→ STUDY TEXT

===============

For what its worth, there are not small groups of people running around with Hakenkreuz flags and SS uniforms in the US. A dishonor to all the victims of the Third Reich. Please do not tell me you find this acceptable in any way.


> For what its worth, there are not small groups of people running around with Hakenkreuz flags and SS uniforms in the US. A dishonor to all the victims of the Third Reich. Please do not tell me you find this acceptable in any way.

I absolutely find it acceptable. It's proof that the 1st Amendment is alive and well. Consider these groups as the canaries in a coal mine. As soon as they're shut down, based solely on the content of their ideas, the whole point of free speech is doomed.

You may think that only certain categories of ideas should be protected speech, and strive to enact that into law. But when the political winds change and your ideas become unacceptable, you'll have nothing to stand on when your speech is criminalized.


I've been alive and in the US for well over 10 years, and I pay a lot of attention to speech issues. What proof do you believe shows us to be on a path to disaster? I could agree that there are a lot of people who think their feelings should matter more than expression, but "disaster" seems ridiculously hyperbolic to me.


>there are not small groups of people running around with Hakenkreuz flags and SS uniforms in the US

How 'not small', particularly in relation to a nation of over 300 million people?

>Please do not tell me you find this acceptable in any way.

===============

→ RECORD EXTRACTS
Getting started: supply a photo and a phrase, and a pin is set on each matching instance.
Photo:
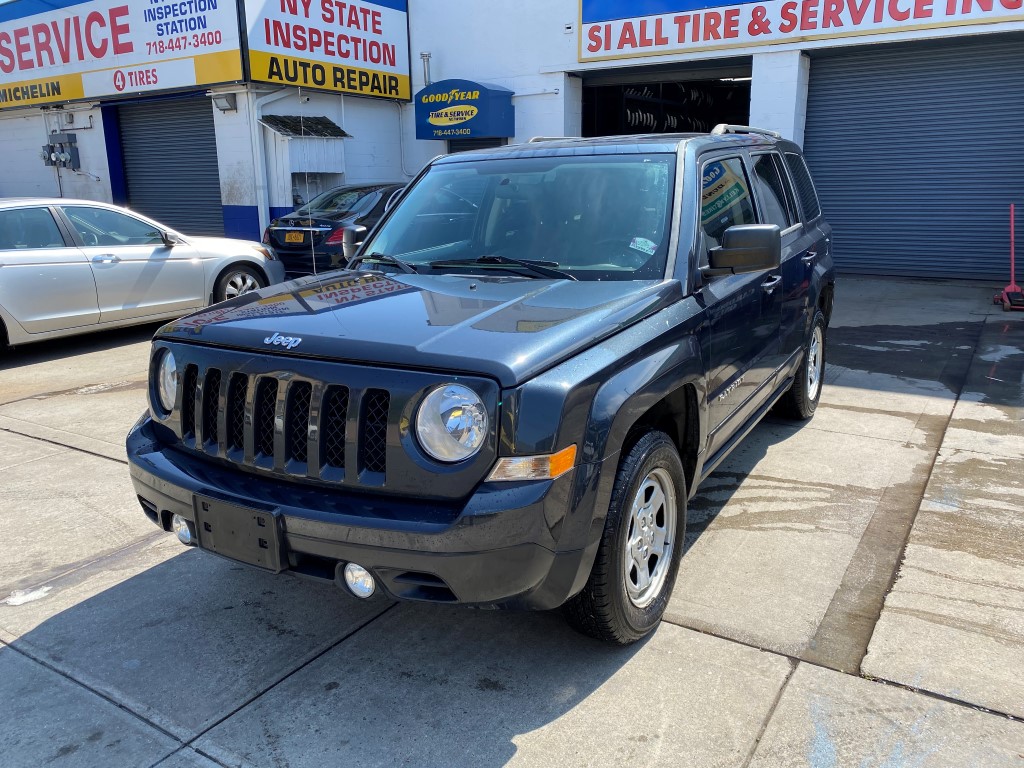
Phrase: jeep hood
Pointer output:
(507, 328)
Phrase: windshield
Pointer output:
(354, 199)
(595, 217)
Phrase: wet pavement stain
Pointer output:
(941, 352)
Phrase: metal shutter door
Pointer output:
(170, 158)
(915, 153)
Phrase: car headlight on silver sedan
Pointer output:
(452, 423)
(167, 381)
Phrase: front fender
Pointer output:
(594, 400)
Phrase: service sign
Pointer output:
(348, 47)
(57, 50)
(462, 109)
(627, 29)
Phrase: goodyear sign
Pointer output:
(347, 47)
(462, 109)
(60, 50)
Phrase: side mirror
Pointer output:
(351, 240)
(393, 199)
(745, 248)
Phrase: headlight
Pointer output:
(167, 381)
(452, 423)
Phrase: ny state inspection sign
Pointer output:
(360, 47)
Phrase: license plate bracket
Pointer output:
(243, 534)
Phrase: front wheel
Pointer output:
(637, 560)
(237, 281)
(802, 399)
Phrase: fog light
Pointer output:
(358, 581)
(182, 528)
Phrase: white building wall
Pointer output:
(23, 134)
(522, 46)
(235, 156)
(778, 92)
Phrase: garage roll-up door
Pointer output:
(170, 161)
(916, 154)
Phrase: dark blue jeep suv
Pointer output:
(509, 396)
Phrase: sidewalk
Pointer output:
(852, 593)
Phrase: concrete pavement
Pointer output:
(850, 595)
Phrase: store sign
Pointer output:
(331, 45)
(626, 29)
(57, 50)
(462, 109)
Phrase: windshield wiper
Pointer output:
(383, 258)
(541, 268)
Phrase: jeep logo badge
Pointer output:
(289, 342)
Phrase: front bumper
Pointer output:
(496, 548)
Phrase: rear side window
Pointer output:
(725, 198)
(805, 187)
(24, 228)
(775, 204)
(101, 226)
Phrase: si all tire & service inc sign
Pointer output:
(621, 29)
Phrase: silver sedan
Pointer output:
(71, 266)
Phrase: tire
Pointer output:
(802, 398)
(615, 605)
(236, 281)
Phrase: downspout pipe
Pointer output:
(259, 155)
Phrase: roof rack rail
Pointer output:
(722, 128)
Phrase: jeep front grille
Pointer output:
(290, 426)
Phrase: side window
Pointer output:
(805, 187)
(725, 198)
(776, 207)
(24, 228)
(99, 226)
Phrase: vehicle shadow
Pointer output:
(278, 670)
(68, 347)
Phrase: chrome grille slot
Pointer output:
(333, 427)
(297, 421)
(211, 406)
(310, 422)
(238, 388)
(189, 386)
(264, 410)
(373, 454)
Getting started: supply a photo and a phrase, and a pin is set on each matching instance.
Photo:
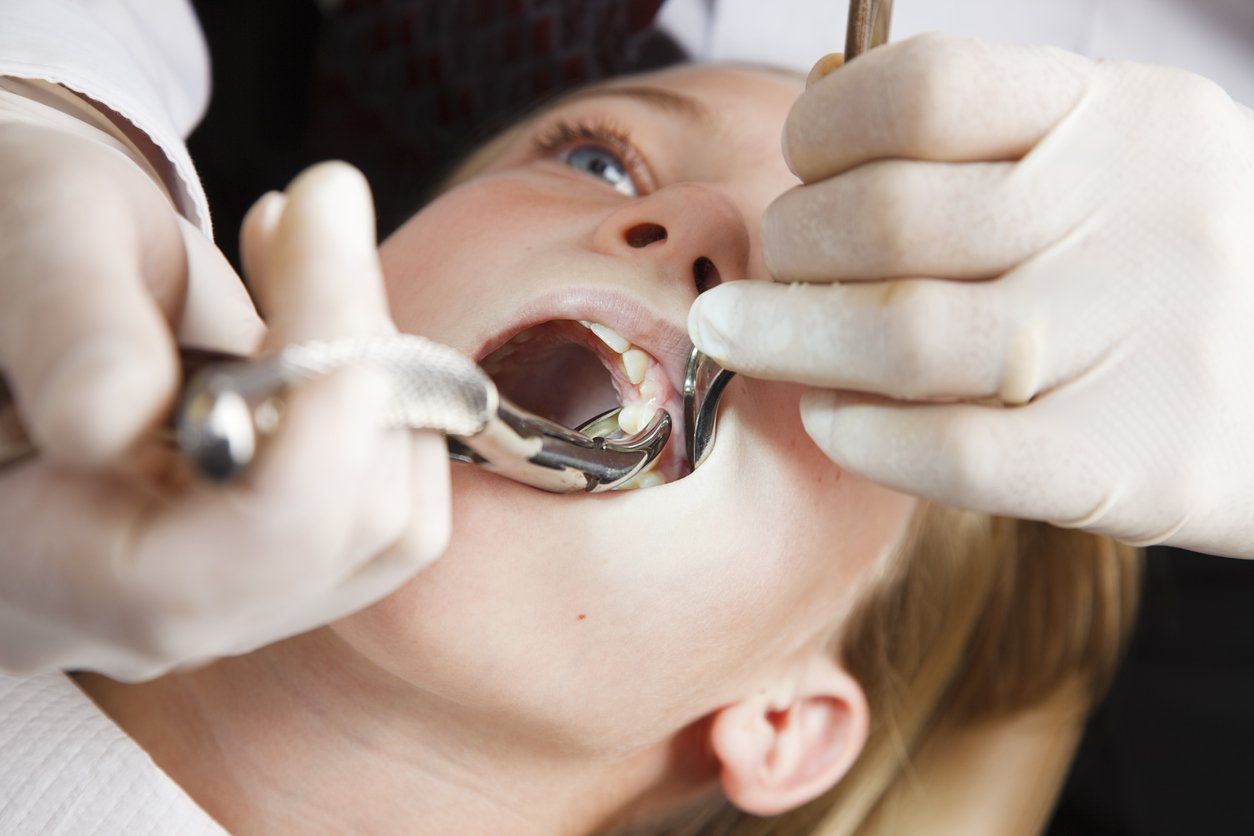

===============

→ ASSIGNED TASK
In the free-speech thread, why does the reply find the groups with Hakenkreuz flags and SS uniforms acceptable? Answer in one to three sentences. The rows above come from a separate source and are unrelated to the free-speech thread.

→ RESPONSE TO THE EXERCISE
The reply treats the groups as proof that the 1st Amendment is alive and well. It calls them canaries in a coal mine: if they are shut down solely for the content of their ideas, the whole point of free speech is doomed.